>>>>>

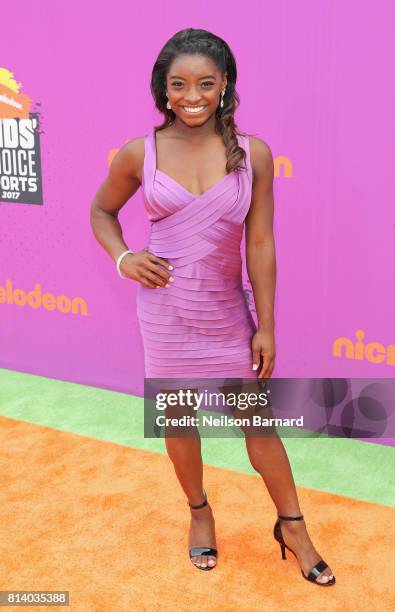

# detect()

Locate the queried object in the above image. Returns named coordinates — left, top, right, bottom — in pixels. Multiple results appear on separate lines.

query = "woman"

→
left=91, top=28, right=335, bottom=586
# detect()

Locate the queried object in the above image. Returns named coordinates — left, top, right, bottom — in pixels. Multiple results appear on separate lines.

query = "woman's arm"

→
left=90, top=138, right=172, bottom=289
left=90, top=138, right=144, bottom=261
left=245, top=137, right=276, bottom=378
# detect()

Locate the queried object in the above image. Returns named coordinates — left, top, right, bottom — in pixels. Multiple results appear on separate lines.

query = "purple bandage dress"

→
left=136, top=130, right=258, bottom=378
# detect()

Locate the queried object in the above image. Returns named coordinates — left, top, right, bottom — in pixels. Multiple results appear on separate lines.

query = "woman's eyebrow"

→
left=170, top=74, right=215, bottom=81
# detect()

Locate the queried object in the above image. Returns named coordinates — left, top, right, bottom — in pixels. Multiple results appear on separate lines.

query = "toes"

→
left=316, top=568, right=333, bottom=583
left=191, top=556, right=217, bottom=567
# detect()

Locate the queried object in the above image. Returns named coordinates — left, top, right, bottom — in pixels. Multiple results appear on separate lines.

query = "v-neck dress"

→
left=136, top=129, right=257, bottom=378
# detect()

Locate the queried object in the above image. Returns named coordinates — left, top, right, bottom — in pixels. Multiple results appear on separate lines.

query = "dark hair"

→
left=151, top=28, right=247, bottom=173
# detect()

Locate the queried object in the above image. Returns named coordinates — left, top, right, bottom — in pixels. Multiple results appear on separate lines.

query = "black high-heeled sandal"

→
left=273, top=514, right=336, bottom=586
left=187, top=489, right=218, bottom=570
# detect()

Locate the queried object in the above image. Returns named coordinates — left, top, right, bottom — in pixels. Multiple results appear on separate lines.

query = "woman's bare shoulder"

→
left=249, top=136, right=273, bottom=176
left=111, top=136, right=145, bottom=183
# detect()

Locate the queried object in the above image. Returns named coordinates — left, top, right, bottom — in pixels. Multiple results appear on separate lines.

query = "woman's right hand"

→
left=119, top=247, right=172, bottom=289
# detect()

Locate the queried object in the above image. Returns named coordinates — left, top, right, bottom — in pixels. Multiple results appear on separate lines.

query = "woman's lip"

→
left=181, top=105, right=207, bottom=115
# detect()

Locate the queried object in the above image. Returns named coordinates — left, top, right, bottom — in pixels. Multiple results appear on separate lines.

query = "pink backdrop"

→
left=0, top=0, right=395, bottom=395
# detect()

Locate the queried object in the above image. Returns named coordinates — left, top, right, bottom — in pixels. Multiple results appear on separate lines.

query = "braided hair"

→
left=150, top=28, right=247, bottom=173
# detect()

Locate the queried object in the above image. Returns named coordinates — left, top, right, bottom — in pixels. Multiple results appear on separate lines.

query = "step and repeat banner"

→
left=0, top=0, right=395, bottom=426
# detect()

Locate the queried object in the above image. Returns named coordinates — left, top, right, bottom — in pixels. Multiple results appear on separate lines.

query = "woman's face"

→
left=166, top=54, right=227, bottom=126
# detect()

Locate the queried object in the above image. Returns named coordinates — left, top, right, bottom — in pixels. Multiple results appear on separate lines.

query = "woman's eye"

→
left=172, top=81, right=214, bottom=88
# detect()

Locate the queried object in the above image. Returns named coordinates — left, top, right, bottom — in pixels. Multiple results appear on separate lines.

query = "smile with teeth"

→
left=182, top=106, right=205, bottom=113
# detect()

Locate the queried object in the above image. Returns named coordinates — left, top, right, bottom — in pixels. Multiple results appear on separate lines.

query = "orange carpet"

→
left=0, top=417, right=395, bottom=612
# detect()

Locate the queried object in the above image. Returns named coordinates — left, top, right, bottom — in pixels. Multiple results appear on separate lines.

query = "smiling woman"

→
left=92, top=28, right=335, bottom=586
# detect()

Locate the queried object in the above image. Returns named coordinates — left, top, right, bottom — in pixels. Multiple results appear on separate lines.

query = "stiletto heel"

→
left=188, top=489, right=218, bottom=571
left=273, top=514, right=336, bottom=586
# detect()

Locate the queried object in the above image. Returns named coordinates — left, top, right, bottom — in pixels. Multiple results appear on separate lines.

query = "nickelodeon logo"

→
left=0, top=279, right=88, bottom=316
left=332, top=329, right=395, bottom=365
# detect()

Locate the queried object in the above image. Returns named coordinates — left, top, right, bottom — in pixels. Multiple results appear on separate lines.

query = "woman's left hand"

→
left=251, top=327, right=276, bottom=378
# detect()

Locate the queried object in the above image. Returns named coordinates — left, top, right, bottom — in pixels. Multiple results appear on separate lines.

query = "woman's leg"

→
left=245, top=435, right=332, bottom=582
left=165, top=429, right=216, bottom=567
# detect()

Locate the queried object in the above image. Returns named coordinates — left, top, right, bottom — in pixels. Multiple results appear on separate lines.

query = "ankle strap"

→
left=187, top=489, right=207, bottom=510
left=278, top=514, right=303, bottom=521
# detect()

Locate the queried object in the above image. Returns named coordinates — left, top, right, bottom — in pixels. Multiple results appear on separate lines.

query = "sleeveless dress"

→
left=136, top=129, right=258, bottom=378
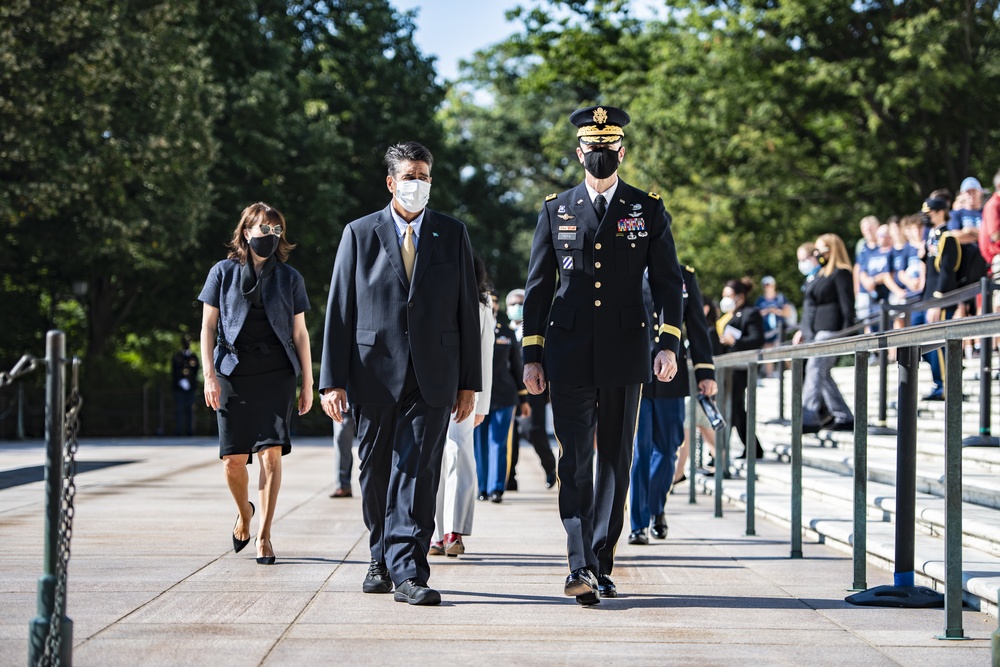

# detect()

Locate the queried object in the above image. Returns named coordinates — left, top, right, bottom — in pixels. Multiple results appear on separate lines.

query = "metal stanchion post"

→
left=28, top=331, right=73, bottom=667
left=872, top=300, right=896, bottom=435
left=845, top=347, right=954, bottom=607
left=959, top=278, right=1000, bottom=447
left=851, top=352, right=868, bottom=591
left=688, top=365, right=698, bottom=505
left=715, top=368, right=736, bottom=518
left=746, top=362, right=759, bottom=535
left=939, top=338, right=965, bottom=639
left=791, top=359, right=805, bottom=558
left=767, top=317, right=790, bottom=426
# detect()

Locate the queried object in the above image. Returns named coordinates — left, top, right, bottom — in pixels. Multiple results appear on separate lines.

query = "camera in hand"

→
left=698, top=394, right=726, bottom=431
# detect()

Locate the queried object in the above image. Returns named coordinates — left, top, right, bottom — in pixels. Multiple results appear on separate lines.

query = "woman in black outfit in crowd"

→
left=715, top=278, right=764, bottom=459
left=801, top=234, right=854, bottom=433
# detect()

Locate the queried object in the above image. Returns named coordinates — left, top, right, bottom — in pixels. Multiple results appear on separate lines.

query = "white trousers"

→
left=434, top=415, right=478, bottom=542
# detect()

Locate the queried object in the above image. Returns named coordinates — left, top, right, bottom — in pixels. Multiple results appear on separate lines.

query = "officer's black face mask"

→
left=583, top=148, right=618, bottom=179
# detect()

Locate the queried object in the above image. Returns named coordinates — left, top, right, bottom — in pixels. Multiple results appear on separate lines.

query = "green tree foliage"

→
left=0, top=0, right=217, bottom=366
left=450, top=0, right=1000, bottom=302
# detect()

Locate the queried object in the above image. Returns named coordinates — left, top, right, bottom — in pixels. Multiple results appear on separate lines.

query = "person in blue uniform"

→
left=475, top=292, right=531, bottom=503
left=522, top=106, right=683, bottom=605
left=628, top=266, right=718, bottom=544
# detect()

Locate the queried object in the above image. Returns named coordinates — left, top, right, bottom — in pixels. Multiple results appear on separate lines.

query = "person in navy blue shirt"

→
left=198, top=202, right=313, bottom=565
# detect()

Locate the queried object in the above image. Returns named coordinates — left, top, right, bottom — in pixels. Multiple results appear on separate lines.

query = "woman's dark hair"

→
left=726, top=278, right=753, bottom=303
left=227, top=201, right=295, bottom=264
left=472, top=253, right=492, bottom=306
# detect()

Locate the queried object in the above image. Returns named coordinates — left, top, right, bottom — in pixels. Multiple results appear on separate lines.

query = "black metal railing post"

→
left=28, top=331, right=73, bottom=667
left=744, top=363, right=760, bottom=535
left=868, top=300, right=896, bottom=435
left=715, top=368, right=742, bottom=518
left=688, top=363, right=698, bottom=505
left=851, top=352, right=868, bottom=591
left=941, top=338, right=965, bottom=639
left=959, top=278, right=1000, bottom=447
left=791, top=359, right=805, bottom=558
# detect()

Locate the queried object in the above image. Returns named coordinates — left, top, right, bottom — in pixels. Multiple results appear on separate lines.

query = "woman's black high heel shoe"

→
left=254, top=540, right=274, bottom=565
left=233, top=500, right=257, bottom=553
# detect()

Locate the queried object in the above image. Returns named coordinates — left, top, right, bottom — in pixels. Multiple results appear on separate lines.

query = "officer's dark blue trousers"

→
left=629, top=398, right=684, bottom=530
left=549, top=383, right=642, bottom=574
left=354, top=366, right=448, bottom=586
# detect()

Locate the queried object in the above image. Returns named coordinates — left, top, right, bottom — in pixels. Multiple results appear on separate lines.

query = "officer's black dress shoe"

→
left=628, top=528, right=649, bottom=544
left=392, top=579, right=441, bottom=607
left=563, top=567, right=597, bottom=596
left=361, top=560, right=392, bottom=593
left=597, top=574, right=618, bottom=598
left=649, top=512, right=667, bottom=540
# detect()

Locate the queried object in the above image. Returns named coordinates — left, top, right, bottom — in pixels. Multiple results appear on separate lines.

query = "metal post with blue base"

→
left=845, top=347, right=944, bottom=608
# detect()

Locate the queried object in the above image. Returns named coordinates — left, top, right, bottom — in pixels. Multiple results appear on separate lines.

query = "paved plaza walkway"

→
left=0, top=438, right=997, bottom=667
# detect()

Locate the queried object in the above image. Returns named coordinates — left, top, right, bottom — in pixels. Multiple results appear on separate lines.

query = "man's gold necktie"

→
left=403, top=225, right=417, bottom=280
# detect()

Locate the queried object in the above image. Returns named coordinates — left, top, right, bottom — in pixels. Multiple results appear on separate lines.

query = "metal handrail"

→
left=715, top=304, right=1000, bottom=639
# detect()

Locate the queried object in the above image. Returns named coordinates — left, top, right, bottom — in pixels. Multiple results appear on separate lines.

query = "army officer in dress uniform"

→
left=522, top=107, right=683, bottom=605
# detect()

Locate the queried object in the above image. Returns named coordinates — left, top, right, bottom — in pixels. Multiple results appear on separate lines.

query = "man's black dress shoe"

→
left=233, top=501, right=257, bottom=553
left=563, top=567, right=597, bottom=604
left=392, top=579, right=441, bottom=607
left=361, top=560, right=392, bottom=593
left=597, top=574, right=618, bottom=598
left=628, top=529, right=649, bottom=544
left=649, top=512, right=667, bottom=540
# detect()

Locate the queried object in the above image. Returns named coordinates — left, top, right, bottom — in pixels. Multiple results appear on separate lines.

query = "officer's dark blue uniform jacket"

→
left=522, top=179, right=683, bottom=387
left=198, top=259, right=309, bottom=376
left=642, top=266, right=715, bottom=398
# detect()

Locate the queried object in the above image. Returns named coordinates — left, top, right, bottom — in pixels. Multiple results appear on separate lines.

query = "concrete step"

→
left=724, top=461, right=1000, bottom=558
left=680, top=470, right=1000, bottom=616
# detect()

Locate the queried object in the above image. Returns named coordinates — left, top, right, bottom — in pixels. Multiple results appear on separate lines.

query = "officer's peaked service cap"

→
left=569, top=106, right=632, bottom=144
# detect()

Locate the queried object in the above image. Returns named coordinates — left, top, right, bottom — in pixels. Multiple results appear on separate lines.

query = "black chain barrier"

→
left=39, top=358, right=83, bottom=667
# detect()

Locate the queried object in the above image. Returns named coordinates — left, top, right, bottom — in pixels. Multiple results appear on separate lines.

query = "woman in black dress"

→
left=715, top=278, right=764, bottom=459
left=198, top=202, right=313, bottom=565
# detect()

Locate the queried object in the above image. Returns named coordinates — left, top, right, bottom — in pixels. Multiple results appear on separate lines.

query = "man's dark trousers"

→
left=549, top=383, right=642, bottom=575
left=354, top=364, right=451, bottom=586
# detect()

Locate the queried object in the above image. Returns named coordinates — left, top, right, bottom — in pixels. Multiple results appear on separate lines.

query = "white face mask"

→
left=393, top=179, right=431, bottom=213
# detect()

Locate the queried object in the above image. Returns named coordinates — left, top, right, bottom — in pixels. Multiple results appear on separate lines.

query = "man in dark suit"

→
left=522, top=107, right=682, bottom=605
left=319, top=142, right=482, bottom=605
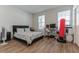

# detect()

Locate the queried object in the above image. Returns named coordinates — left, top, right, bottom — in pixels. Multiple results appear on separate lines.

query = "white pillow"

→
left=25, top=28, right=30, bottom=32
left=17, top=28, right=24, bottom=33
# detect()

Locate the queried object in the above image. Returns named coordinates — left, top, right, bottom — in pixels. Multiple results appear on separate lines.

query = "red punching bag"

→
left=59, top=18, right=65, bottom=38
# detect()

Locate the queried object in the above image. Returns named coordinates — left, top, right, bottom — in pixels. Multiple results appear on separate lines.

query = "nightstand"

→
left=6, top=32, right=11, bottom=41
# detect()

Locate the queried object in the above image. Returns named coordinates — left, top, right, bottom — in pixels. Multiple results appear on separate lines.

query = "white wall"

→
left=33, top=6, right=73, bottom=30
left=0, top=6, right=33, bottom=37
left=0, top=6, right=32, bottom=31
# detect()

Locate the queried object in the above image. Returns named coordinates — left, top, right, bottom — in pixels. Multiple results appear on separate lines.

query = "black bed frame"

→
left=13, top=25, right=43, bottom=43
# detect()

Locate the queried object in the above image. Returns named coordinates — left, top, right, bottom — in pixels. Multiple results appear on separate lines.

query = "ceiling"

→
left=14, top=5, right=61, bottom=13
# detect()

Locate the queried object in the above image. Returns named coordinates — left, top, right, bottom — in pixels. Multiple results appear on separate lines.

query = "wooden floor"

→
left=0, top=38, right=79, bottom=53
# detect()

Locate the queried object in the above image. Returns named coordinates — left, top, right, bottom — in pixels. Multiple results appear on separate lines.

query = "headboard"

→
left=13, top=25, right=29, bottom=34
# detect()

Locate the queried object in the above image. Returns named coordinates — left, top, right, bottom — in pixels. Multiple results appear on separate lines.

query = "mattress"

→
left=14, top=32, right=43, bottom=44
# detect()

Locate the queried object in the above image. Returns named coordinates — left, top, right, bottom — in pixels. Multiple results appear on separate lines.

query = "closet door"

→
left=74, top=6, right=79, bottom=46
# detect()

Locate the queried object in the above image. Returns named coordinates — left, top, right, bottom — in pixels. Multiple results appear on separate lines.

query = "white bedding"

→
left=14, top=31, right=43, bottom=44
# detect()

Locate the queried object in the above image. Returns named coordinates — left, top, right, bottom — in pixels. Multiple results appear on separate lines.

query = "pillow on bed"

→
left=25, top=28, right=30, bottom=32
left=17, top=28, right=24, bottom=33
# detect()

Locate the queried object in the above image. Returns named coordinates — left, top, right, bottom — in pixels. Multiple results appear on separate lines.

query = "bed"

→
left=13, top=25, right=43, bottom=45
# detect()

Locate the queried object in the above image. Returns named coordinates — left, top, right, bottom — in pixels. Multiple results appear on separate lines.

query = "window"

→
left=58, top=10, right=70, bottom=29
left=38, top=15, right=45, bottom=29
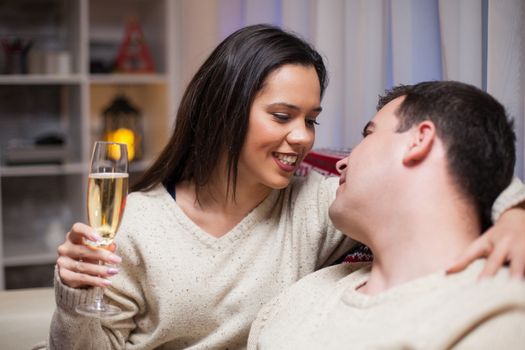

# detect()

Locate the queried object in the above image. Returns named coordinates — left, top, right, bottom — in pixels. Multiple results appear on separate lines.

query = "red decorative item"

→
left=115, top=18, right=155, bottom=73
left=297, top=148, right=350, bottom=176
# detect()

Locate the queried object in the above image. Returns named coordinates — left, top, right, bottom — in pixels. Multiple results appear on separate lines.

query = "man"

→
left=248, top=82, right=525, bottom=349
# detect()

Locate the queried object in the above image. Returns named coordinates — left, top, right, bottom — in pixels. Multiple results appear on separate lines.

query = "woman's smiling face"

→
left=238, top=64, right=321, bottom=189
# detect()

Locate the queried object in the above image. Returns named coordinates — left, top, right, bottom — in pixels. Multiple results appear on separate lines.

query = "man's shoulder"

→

<<<<<

Brief: From the items above, list each line that contains the string "dress".

Problem solution:
query = "purple bandage dress"
query = "v-neck dress"
query = "sleeveless dress"
query = "officer's black dress shoe"
query = "army officer in dress uniform"
query = "man's black dress shoe"
query = "woman in black dress"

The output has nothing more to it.